TEXT EXCERPT.

========

Studio album by Paul McCartney with the London Symphony Orchestra and the Loma Mar Quartet
- Released: 1 November 1999
- Recorded: October 1998, February 1999
- Studio: EMI Studios, Abbey Road
- Genre: Classical, chamber music
- Length: 61:35
- Label: EMI Classics
- Producer: John Fraser

Paul McCartney chronology
| Run Devil Run (1999) | Working Classical (1999) | Liverpool Sound Collage (2000) |

= Working Classical =

1999 studio album by Paul McCartney with the London Symphony Orchestra

Working Classical is Paul McCartney's third full-length release of original classical music as a double LP and as a single CD, and was issued less than a month after Run Devil Runs release in 1999.

========

RECORDS TO PROCESS.

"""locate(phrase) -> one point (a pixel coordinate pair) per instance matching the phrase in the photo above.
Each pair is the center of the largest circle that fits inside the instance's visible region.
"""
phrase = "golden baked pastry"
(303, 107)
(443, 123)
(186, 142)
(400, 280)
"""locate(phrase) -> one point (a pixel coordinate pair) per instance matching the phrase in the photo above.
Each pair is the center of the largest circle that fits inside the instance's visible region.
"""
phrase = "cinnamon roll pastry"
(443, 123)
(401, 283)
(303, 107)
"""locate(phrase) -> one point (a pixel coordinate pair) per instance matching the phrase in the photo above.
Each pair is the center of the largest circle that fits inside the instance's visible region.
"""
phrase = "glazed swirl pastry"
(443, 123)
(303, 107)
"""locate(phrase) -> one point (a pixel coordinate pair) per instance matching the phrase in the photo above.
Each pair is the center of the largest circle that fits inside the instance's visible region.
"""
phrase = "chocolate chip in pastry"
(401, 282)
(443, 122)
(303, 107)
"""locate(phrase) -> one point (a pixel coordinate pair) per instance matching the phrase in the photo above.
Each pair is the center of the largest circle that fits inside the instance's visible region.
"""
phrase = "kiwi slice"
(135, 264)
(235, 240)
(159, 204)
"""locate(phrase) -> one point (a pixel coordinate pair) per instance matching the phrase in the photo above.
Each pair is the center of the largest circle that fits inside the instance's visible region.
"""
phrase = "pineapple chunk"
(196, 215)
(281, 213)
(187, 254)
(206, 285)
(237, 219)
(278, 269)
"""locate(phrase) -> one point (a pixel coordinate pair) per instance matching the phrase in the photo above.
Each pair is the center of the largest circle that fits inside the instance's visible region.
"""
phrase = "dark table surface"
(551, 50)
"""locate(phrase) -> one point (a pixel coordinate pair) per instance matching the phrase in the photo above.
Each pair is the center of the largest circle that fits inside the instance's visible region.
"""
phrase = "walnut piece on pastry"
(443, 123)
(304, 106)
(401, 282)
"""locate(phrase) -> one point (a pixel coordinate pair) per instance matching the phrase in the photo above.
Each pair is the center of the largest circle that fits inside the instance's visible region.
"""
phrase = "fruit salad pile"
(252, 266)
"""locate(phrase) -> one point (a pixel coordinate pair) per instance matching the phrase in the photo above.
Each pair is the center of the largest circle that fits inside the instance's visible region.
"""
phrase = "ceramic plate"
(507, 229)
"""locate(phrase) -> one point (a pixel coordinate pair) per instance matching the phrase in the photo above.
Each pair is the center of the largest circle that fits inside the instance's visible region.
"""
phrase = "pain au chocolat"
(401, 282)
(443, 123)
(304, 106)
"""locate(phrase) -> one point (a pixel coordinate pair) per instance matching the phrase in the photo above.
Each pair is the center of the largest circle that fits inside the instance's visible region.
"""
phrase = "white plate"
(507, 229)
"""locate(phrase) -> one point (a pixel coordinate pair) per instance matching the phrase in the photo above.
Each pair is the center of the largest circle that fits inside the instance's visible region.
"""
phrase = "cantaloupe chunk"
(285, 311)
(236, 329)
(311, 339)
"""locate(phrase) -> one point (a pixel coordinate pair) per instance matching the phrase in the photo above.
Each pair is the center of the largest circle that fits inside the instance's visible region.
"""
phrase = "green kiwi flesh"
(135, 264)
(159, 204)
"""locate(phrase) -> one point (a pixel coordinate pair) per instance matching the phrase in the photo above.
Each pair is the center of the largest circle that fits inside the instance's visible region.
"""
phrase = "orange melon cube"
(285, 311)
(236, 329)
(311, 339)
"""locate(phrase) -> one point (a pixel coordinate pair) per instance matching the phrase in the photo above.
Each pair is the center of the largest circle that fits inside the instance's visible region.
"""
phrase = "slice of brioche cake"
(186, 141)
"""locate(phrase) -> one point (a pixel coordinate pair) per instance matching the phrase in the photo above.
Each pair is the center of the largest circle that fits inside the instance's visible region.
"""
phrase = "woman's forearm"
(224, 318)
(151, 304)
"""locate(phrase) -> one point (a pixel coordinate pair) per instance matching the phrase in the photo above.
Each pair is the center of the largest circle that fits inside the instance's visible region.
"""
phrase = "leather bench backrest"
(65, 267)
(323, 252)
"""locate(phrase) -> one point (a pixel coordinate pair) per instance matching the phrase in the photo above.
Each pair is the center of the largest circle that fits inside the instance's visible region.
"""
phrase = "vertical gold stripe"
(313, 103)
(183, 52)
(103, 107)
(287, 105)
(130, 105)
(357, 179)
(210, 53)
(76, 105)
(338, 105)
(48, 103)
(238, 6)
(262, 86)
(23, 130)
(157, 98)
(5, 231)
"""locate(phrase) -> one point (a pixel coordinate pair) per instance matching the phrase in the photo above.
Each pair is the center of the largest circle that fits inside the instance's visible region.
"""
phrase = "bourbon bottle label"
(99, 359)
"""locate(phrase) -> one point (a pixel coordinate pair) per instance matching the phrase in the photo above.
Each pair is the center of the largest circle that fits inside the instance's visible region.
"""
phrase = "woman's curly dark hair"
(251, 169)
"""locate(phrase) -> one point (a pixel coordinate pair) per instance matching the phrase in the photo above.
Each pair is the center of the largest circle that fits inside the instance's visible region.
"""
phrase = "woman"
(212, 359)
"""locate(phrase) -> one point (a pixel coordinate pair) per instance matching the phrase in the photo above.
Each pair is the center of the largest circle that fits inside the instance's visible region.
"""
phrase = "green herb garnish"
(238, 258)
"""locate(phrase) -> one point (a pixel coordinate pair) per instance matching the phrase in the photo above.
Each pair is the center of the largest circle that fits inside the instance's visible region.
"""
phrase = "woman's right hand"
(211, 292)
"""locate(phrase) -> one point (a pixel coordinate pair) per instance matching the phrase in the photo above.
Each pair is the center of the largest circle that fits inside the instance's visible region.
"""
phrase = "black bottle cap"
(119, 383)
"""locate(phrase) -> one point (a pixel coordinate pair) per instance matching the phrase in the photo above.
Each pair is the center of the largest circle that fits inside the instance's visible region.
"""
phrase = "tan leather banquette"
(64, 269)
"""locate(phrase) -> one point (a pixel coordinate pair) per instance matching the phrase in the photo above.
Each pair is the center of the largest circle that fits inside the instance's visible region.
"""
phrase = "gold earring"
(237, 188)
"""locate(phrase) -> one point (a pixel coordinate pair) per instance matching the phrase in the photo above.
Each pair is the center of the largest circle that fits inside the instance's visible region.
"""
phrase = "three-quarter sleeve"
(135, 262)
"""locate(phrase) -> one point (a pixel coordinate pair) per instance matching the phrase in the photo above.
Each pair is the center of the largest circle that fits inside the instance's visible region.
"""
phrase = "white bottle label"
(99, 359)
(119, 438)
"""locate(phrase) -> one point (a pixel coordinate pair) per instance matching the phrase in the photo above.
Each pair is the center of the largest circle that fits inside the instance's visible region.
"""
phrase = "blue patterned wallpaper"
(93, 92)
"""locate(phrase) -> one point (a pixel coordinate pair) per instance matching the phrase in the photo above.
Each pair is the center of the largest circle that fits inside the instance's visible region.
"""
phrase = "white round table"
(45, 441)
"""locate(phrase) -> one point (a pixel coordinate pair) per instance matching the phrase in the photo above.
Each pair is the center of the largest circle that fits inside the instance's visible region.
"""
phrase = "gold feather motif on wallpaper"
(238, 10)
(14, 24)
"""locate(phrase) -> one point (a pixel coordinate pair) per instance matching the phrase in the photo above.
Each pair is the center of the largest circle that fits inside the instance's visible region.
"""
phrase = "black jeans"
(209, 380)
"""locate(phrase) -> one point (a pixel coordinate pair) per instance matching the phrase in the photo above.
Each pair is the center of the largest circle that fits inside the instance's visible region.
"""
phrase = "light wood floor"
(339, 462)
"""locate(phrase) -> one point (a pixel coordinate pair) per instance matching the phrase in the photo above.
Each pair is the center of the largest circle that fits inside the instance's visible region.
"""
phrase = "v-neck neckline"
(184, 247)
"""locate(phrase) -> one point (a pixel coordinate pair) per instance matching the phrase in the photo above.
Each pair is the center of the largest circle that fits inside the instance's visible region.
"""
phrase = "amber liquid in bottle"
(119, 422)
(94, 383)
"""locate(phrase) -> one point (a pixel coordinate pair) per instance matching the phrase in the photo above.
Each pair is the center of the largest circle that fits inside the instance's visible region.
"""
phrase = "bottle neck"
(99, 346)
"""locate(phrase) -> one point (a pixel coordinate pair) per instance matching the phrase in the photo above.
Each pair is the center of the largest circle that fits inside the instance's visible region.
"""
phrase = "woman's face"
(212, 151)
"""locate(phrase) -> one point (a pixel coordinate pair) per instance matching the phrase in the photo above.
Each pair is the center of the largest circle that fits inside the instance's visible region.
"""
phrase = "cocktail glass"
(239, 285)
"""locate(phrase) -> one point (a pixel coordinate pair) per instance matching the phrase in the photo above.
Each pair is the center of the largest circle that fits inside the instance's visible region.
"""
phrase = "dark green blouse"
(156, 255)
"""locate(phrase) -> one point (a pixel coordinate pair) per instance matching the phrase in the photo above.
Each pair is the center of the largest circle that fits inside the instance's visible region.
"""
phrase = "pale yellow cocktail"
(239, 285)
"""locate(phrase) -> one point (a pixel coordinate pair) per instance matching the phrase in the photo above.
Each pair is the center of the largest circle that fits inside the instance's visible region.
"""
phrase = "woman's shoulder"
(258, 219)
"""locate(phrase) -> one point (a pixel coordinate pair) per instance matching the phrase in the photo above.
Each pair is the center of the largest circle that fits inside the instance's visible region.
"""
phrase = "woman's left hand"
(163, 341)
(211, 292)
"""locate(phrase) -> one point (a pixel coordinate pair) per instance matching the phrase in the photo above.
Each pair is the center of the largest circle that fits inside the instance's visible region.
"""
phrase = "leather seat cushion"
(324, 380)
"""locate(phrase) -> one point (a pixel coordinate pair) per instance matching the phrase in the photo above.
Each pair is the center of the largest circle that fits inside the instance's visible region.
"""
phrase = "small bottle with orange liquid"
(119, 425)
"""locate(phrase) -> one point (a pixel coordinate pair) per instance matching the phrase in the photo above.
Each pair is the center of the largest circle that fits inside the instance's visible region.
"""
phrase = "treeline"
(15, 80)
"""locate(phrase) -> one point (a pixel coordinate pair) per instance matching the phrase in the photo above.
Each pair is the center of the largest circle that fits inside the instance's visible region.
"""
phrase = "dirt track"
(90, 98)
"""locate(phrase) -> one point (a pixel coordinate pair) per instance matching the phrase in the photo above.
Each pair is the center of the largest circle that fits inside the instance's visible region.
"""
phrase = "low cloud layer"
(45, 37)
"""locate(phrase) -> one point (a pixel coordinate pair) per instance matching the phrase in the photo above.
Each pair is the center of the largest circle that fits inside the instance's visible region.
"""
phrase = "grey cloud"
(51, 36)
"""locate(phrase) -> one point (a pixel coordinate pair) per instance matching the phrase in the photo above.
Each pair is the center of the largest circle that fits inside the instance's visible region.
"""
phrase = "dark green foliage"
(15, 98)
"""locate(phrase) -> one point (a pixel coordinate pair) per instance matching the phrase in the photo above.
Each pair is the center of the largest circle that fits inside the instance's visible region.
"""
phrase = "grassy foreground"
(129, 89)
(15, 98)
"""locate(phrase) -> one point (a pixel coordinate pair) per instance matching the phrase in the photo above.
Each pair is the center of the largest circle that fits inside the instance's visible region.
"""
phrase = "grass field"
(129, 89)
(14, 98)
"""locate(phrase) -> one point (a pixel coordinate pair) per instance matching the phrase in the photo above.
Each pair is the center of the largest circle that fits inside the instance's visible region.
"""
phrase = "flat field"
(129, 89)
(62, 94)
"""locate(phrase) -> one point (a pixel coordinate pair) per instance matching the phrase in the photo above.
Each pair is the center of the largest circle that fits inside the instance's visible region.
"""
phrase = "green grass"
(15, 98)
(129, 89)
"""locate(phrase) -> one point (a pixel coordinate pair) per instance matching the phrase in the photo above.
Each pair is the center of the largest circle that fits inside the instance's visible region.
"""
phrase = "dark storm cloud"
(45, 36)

========

TASKS FOR THIS EXERCISE.
1 - Which lines of the records contain the string "plate", matching case exactly? Return each of those lines in full.
2 - Pick up the text on the Working Classical album after its last sentence and continue it.
The text and the records have nothing to do with each other.

TASK-BY-TASK OUTPUTS.
1 -
phrase = "ceramic plate"
phrase = "white plate"

2 -
Professional ratings
Review scores
| Source | Rating |
| AllMusic | Star |
| Encyclopedia of Popular Music | Star |

==Background and recording==
Following up on 1997's Standing Stone, the concept behind Working Classical was to place pre-existing (and in some cases, very well known) McCartney songs into an orchestral context. Specially for this project, McCartney also unveiled some new pieces, namely "Haymakers", "Midwife", "Spiral" and "Tuesday". A different performance of "A Leaf" was originally released on 21 April 1995 on a CD single, and is presented here in a new recording.

Performing the new arrangements are the London Symphony Orchestra and the Loma Mar Quartet, with special orchestrations arranged by noted musicians Richard Rodney Bennett, Jonathan Tunick and Andy Stein.

==Album title==
The title of this project is a pun on the phrase "working class", in the sense that McCartney, despite his elevated stature, still cherishes his Liverpool roots and is proud of them. Mirroring this ideology is his pride in his rock and roll songs and willingness to transfer them into the "elevated" classical music genre.

==Release and reception==
Paul McCartney's Working Classical was another success in that genre, even though this time it failed to dent the regular US album charts, and was better received critically than his previous effort, Standing Stone. His subsequent forays into the classical realm are 2006's Ecce Cor Meum and 2011's Ocean's Kingdom.

==Track listing==
All pieces by Paul McCartney.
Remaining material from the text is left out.